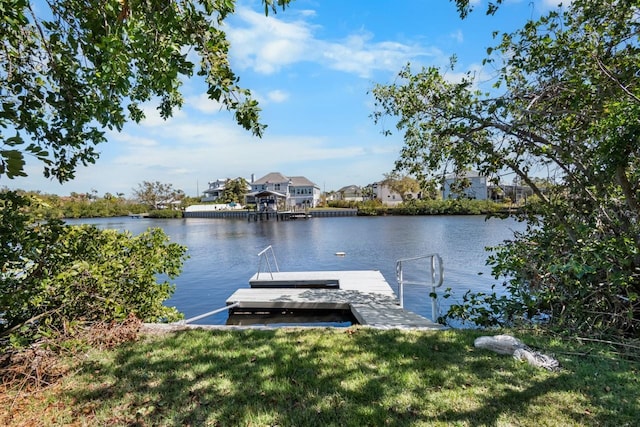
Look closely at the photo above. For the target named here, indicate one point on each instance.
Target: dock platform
(365, 293)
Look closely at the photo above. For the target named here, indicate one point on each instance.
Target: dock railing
(436, 276)
(266, 260)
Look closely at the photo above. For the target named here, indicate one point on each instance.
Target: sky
(312, 68)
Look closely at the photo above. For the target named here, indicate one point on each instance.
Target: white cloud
(203, 104)
(458, 36)
(266, 44)
(277, 96)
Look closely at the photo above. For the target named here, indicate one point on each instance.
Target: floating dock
(365, 293)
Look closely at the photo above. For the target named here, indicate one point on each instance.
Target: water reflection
(223, 252)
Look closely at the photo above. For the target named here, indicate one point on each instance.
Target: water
(223, 252)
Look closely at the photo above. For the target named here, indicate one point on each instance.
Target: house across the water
(275, 191)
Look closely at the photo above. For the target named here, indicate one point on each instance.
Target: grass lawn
(342, 377)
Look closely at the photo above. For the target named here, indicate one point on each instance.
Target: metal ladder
(266, 259)
(437, 276)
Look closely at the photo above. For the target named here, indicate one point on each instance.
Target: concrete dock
(365, 293)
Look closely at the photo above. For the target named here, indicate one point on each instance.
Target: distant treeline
(429, 207)
(86, 206)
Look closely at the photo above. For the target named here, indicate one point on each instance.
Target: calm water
(223, 252)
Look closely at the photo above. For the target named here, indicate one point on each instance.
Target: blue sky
(311, 67)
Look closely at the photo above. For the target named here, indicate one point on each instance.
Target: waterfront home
(215, 190)
(351, 193)
(474, 186)
(276, 191)
(383, 192)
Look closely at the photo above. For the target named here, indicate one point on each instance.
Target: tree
(157, 195)
(566, 97)
(234, 191)
(70, 69)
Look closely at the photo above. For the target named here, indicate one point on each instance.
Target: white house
(351, 193)
(476, 190)
(215, 190)
(385, 194)
(276, 191)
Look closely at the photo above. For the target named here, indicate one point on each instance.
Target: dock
(365, 293)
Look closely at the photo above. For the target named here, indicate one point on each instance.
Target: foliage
(70, 69)
(338, 377)
(405, 186)
(234, 191)
(54, 275)
(165, 213)
(157, 195)
(566, 98)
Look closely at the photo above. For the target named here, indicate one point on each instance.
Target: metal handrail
(264, 255)
(437, 277)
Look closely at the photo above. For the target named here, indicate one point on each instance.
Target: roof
(277, 177)
(301, 181)
(266, 193)
(466, 174)
(350, 189)
(271, 177)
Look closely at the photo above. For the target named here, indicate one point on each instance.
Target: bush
(55, 275)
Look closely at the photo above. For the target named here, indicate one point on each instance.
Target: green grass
(341, 377)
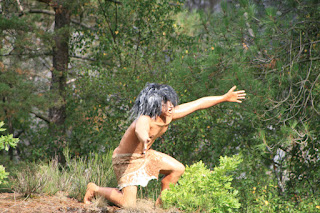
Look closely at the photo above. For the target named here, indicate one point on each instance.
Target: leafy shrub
(200, 189)
(5, 142)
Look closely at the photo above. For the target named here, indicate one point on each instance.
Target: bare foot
(158, 202)
(91, 189)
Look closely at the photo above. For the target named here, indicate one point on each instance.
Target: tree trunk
(57, 113)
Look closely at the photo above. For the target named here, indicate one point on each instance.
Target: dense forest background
(70, 72)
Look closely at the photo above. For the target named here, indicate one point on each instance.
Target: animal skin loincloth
(134, 169)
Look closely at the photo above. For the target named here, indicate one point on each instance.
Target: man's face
(167, 108)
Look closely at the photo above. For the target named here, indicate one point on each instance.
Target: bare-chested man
(133, 161)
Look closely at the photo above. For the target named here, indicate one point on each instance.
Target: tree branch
(42, 117)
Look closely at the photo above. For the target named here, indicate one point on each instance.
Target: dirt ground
(16, 203)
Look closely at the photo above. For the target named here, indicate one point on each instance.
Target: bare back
(130, 143)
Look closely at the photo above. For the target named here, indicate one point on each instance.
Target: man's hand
(235, 96)
(145, 144)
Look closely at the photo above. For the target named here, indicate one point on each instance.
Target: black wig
(149, 101)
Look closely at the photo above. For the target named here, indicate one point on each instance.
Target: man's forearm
(210, 101)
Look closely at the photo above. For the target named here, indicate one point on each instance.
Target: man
(133, 161)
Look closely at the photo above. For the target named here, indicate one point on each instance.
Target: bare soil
(17, 203)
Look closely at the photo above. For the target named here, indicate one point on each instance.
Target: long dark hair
(149, 101)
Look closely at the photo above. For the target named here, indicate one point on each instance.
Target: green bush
(5, 142)
(201, 189)
(73, 178)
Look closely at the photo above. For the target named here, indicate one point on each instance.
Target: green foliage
(200, 189)
(51, 177)
(5, 142)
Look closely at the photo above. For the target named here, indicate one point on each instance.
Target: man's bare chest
(156, 131)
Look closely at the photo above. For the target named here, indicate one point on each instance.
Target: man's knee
(180, 170)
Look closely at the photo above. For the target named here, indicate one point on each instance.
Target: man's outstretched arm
(206, 102)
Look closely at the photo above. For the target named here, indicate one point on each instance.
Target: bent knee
(180, 170)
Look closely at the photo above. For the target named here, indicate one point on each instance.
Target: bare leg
(172, 169)
(125, 198)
========
▶ _Task directions_: The expected response is every line of the material, written out exactly, with the images removed.

▶ _Result of this task_:
Look closely at the photo above. For the target named here, indicate one point on each instance.
Target: dock platform
(365, 293)
Look closely at the photo above. For the target named here, indicate one point on each instance.
Target: dock railing
(436, 276)
(266, 260)
Look closely at the photo above. For the target named here, indicate one point on each instance.
Target: sky
(312, 68)
Look closely at the photo above. For the target named here, indicate one point on each instance.
Target: white cloud
(203, 104)
(458, 36)
(266, 44)
(277, 96)
Look closely at the photo above. For the target named here, indicate one point on each instance.
Target: floating dock
(365, 293)
Look closely at the photo above. For the target named here, indicate one point on each instance.
Target: water reflection
(223, 252)
Look closely at the photo above. For the target named here, indicate one point on each instance.
Target: water
(223, 252)
Look closely at the photo above. For the target named here, indicate one point on each instance.
Target: house across the water
(275, 191)
Look closely at the photo above. For the target named here, indicate one point on each instance.
Target: grass lawn
(342, 377)
Look closely at the photo above. For the target named here, indicate one point on each instance.
Target: metal ladder
(266, 259)
(437, 276)
Look closely at the photo above. For the target named here, indicate one point on each instance.
Target: concrete dock
(365, 293)
Look closely at the photo above. For the target named here, indicate one point on each instance.
Target: distant treeline
(429, 207)
(86, 206)
Look closely at the photo above. For the target named here, indicate one point on each instance.
Target: calm water
(223, 252)
Look closely at the photo above. For the target named here, indicate one point on each instance.
Target: blue sky
(311, 67)
Look closely at the photo above. For the target named here, indicate one point on each instance.
Target: waterfront home
(215, 190)
(351, 193)
(474, 186)
(276, 191)
(383, 192)
Look closely at the photo above. For the target named here, indicate one point on each instance.
Target: tree
(157, 195)
(566, 97)
(234, 191)
(70, 69)
Look closely at the photo above. For the target named here, indicate one point on each instance.
Target: white house
(351, 193)
(476, 190)
(215, 190)
(385, 194)
(276, 191)
Look closely at the photo above. For the target named here, indicate one point on each instance.
Target: dock
(365, 293)
Look closely at the photo above. For the target named here, indicate one point on each instance.
Target: foliage
(70, 69)
(338, 377)
(405, 186)
(234, 191)
(54, 275)
(165, 213)
(157, 195)
(566, 98)
Look closely at the photo above. For the target named here, indicate one point on each instance.
Target: metal handrail
(264, 255)
(437, 277)
Look closely at the photo above. For the target named here, indicate one point on each instance.
Target: roof
(277, 177)
(301, 181)
(266, 193)
(466, 174)
(350, 189)
(271, 177)
Look closely at the photo above. For the target named here, indicate one point on each instance.
Target: bush
(55, 275)
Look closely at the photo above. For the target named here, indicate one point on each instance.
Target: green grass
(341, 377)
Look closely at the photo above. For the target named here, indicate one point on each instance.
Target: leafy shrub
(200, 189)
(5, 142)
Look closely at the photo above. For the target named here, indicate one point on each instance.
Target: bare foot
(158, 202)
(91, 189)
Look closely at the photo above. For the target named here, indicate one point on each instance.
Target: tree trunk
(57, 113)
Look closely at the photo above. For the target named here, indicate one point on each instance.
Target: dense forest background
(70, 72)
Look closely at the photo above. For the target named here, indicate one point on each instance.
Target: animal skin loincloth
(134, 169)
Look closely at the photo above. For the target named here, indicate one point on each instance.
Target: man's face
(167, 108)
Look closely at the photo above. For the target named here, indicate one point on each instance.
Target: bare-chested man
(133, 161)
Look closely at the photo above. For the target named here, indicate one point on each instance.
Target: tree branch
(42, 117)
Look closely at the photo above. For the target named here, indicate one point on each instance.
Target: dirt ground
(16, 203)
Look closely at the photo above. For the target named here, indicate one point on each instance.
Target: bare back
(130, 143)
Look closely at the photo above. For the target named here, indicate one point on each instance.
Target: man's hand
(235, 96)
(145, 144)
Look closely at the photo above. For the target named here, indicate one point on each instance.
Target: black wig
(149, 101)
Look closely at the photo above. For the target named here, indicate one point on each instance.
Target: man's forearm
(210, 101)
Look closely at the photo above. For the target named here, indicate one point on each instance.
Target: man
(133, 161)
Look closely at the photo above. For the target named here, indicate one point on each instance.
Target: bare soil
(17, 203)
Look closely at the photo above. For the target named here, indicate one point on each instance.
Target: long dark hair
(149, 101)
Look closely at the photo above. For the target named here, indicate one point on each instance.
Target: green bush
(5, 142)
(201, 189)
(73, 178)
Look closely at the photo above. For the target named here, indicate one point on each instance.
Target: green foliage
(200, 189)
(51, 177)
(5, 142)
Look closely at the photo above. For the target named here, indicate one point on each instance.
Target: man's bare chest
(156, 131)
Look closely at the photo above. For the target named here, indicate one point on each instance.
Target: man's knee
(180, 170)
Look closely at the photo above. For the target named here, indicate one point on each instance.
Target: man's outstretched arm
(206, 102)
Look closely at the photo above. For the target named here, indicate one point on each instance.
Target: bent knee
(180, 170)
Look closely at the photo above. For the target named here, indicate one point on each instance.
Target: bare leg
(172, 169)
(125, 198)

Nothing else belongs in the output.